::: TEXTE À ANALYSER
De ce temps-ci, le cinéma nous offre de beaux personnages de jeunes. En preuve deux films récents. D’abord celui du duo français Colombe Savignac et Pascal Ralité qui décrivent dans LE RIRE DE MA MÈRE le chemin d’un jeune refermé qui doit composer avec la mort imminente de sa maman, atteinte d’un cancer. Pour sa part, le talentueux réalisateur Ricardo Trogi (QUÉBEC MONTRÉAL, HORLOGE BIOLOGIQUE) complète avec la comédie 1991 sa trilogie autobiographique amorcée en 2008 avec 1981 et poursuivie quatre ans plus tard avec 1987.
LE RIRE DE MA MÈRE
Empruntant tantôt à Xavier Dolan (la flamboyance appuyée du personnage de la mère), tantôt à Maurice Pialat (le déjeuner de famille qui tourne à la dispute), tantôt à Claude Sautet (l’apprentissage difficile des « choses de la vie »), l’ensemble est marqué par de nombreuses influences, mais peine à trouver une voix distincte et forte. D’où l’impression d’une œuvre soignée et sincère, qui n’arrive pas toutefois à convaincre complètement.
Depuis le divorce de ses parents, Adrien vit seul avec Marie, sa mère exubérante, pendant que son père Romain refait sa vie avec Gabrielle, une jeune artiste. Soigné et introverti, l’adolescent entretient secrètement des sentiments pour Elsa, une compagne de classe au fort caractère qui, contrairement à lui, sait s’imposer lors de leurs cours de judo et de théâtre.
Alors qu’il cherche désespérément à acquérir du courage, Adrien apprend une terrible nouvelle : sa mère souffre d’un cancer. Sa famille doit alors se reconstituer pour faire face à l’épreuve, et l’aider à trouver la force d’affronter la perspective d’une vie sans sa mère.
::::::
::: DONNÉES
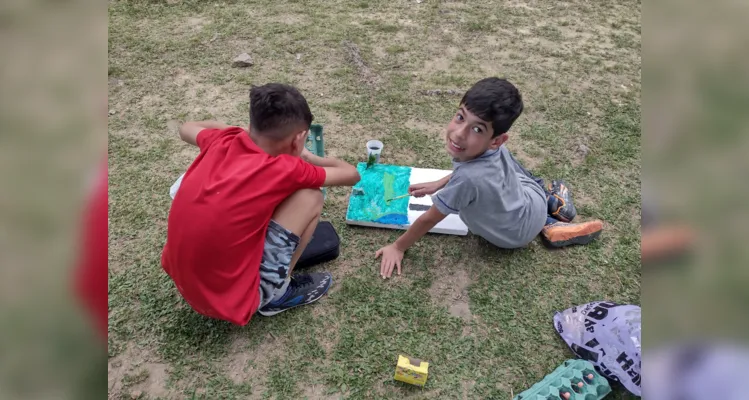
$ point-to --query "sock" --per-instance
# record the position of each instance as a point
(281, 291)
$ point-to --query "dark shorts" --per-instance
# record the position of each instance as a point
(280, 245)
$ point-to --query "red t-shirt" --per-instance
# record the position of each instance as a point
(91, 274)
(219, 217)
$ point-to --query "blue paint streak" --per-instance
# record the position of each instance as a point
(393, 219)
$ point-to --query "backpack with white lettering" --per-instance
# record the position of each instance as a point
(608, 335)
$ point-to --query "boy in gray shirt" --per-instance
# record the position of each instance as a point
(494, 195)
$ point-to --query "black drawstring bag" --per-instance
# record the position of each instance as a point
(324, 246)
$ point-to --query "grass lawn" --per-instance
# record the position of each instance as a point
(481, 316)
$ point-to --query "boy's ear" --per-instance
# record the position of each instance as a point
(498, 141)
(297, 143)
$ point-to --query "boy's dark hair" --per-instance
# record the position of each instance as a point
(494, 100)
(277, 109)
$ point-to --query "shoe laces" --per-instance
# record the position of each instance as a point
(302, 280)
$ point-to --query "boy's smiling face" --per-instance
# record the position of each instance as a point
(468, 136)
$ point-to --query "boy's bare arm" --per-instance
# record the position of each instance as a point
(337, 172)
(392, 254)
(188, 131)
(419, 228)
(428, 188)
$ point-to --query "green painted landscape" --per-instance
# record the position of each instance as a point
(379, 183)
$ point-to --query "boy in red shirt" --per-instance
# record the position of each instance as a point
(247, 208)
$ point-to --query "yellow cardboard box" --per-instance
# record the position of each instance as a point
(411, 370)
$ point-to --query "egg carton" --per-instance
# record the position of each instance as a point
(577, 378)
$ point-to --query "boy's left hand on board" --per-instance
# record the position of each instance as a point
(391, 258)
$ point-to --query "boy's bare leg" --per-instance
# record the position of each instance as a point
(300, 213)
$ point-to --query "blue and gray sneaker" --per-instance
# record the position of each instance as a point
(303, 289)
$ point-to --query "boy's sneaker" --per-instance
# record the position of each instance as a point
(560, 202)
(560, 234)
(303, 289)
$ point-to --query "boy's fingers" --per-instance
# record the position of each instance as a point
(389, 269)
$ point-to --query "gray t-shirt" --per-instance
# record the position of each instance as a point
(495, 199)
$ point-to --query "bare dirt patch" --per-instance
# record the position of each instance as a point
(525, 159)
(451, 291)
(150, 376)
(353, 54)
(197, 23)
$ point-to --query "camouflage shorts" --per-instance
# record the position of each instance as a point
(280, 245)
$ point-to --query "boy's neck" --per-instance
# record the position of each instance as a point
(270, 147)
(488, 150)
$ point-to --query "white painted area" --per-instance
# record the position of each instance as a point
(451, 225)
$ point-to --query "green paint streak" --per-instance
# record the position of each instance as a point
(379, 182)
(387, 182)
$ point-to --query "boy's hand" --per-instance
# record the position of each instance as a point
(391, 257)
(422, 189)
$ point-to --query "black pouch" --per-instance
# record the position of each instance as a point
(324, 246)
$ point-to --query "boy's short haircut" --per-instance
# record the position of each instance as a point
(494, 100)
(277, 110)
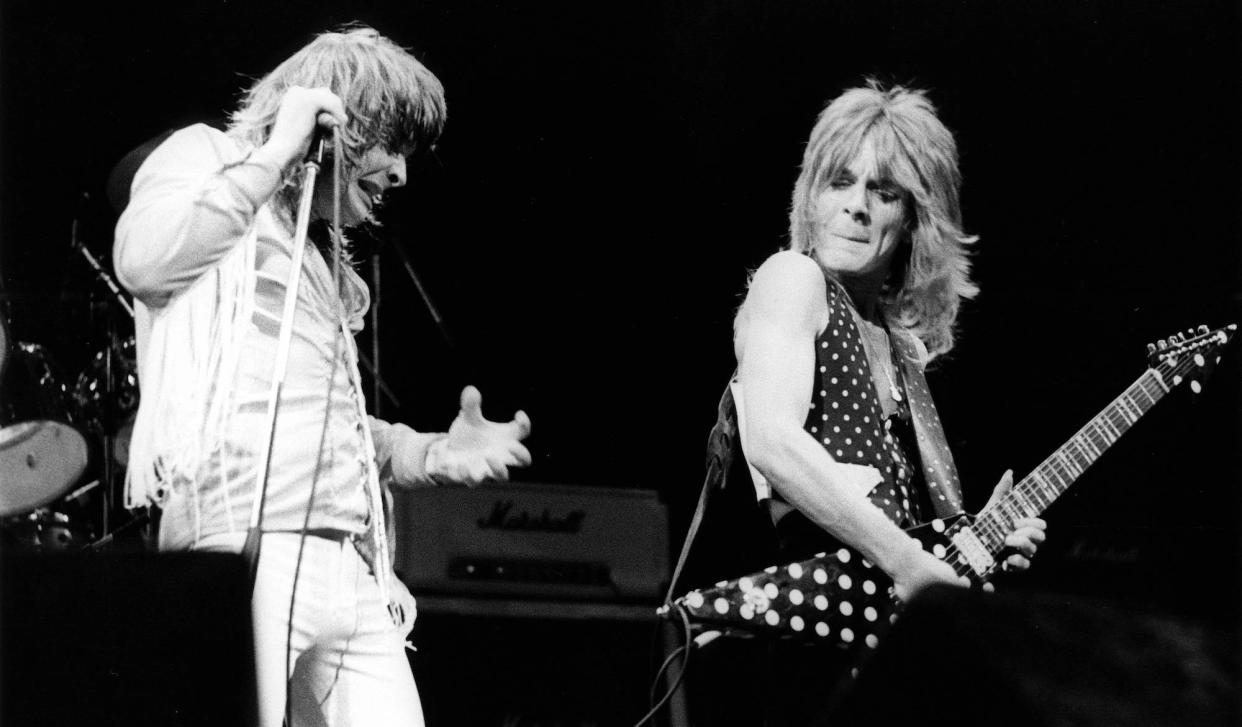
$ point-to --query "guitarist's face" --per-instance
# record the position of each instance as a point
::::::
◆ **TÂCHES ET EXERCICES**
A - Relevez dans la critique tous les personnages du film LE RIRE DE MA MÈRE désignés par leur prénom.
B - D'après la critique, de quelle maladie souffre la mère d'Adrien ?
Appuyez-vous uniquement sur la critique pour répondre.

◆ **CORRIGÉS**
A - Adrien, Marie, Romain, Gabrielle, Elsa

B - D'un cancer.